** Task details **
Gather every line from the entries below that contains the string "instance".

*-*-*

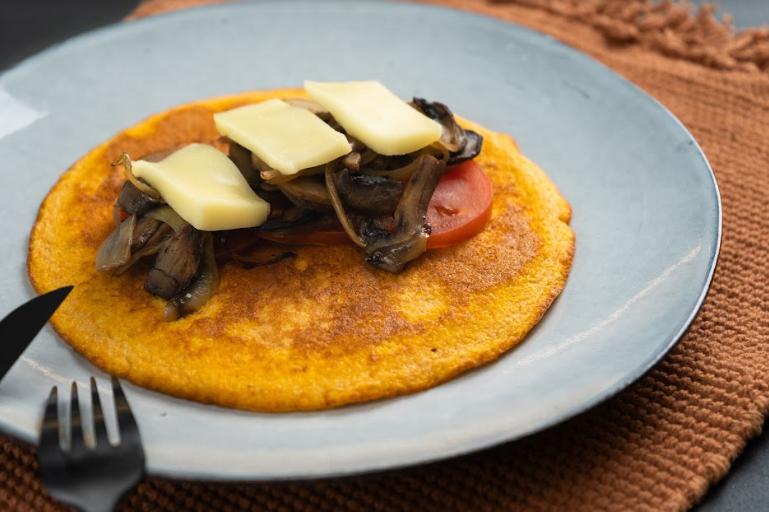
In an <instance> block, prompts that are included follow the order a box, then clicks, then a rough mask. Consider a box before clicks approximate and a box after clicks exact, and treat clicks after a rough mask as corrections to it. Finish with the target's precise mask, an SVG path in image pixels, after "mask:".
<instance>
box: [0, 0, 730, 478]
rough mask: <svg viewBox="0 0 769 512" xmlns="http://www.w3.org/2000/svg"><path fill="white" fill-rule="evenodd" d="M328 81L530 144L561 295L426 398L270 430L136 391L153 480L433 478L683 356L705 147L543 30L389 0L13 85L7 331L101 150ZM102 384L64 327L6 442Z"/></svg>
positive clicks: (700, 255) (475, 15)
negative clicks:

*-*-*

** Written response **
In an <instance> block, prompts that are included follow the order a box, then clicks, then a rough mask. Consider a box before clicks approximate and a box after clicks exact, and treat clicks after a rough mask as corrections to it. Finish with the target's precise mask, an SVG path in image pixels, after "mask:".
<instance>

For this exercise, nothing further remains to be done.